* **原文节选**:
第 45 章
高级 SQL 技巧
MySQL SQL 高级技巧
本章介绍工作中真正会用到的 SQL 高级技巧:递归 CTE、LATERAL 横向关联、Upsert、多表 UPDATE/DELETE、行列转换、JSON 聚合、以及优化器 Hints。每个技巧都附带实际业务场景和完整可运行 SQL。
1. CTE 与递归 CTE
1.1 普通 CTE(可读性重构)
-- 用 CTE 拆解复杂查询,取代嵌套子查询
WITH
active_users AS (
SELECT id, name FROM users WHERE status = 'active' AND created_at > '2024-01-01'
),
user_orders AS (
SELECT user_id, COUNT(*) AS order_cnt, SUM(amount) AS total
FROM orders
WHERE status = 'paid'
GROUP BY user_id
)
SELECT u.id, u.name, o.order_cnt, o.total
FROM active_users u
LEFT JOIN user_orders o ON u.id = o.user_id
ORDER BY o.total DESC NULLS LAST;
1.2 递归 CTE(树形结构/层级查询)
最典型的应用:组织架构树、分类树、BOM 物料清单、评论回复链。
-- 表结构:部门层级
CREATE TABLE departments (
id INT PRIMARY KEY,
name VARCHAR(100),
parent_id INT NULL -- NULL 表示顶层
);
-- 向下递归:找某个节点的所有子孙节点
WITH RECURSIVE dept_tree AS (
-- 锚点(起始节点)
SELECT id, name, parent_id, 0 AS depth, CAST(name AS CHAR(1000)) AS path
FROM departments WHERE id = 1 -- 从 id=1 开始
UNION ALL
-- 递归部分:找所有子节点
SELECT d.id, d.name, d.parent_id, dt.depth + 1,
CONCAT(dt.path, ' > ', d.name)

* **所给记录**:
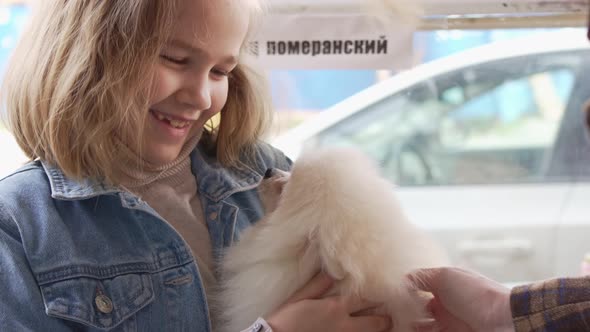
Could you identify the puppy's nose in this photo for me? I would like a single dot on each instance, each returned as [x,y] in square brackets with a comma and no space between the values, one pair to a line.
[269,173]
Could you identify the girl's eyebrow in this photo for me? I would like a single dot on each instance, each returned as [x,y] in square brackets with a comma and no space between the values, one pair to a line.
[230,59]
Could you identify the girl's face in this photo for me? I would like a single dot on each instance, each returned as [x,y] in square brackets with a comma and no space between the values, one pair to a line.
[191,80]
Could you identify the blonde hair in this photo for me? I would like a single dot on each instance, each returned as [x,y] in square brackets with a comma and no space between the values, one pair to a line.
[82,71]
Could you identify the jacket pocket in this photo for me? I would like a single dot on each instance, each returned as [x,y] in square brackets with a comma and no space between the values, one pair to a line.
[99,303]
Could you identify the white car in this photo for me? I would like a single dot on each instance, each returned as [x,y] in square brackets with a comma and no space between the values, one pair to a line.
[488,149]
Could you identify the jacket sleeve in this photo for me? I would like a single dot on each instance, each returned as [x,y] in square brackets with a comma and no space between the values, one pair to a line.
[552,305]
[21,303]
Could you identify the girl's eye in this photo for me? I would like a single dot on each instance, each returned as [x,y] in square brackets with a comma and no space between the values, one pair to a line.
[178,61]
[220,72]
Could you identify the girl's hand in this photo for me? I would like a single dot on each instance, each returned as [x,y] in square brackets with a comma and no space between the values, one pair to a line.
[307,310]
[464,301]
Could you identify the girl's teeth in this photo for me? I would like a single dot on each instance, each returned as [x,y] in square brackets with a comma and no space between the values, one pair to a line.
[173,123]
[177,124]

...

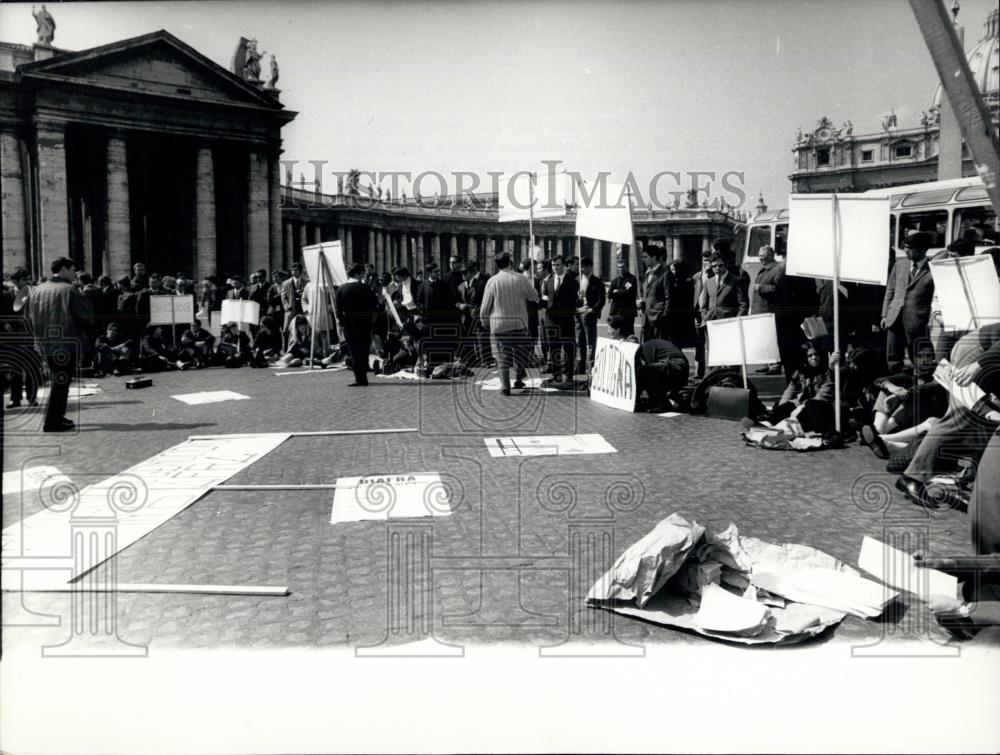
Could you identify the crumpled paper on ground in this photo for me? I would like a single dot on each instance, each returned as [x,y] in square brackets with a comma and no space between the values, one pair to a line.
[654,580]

* **练习题目**:
请根据原文节选回答以下问题:
(a) 递归 CTE 最典型的应用有哪些?
(b) 普通 CTE 示例中,user_orders 只统计哪种状态的订单?
(c) departments 表里 parent_id 为 NULL 表示什么?
上面的记录在本练习中用不到。

* **参考答案**:
(a) 组织架构树、分类树、BOM 物料清单、评论回复链。
(b) status 为 'paid' 的订单。
(c) 表示该部门是顶层。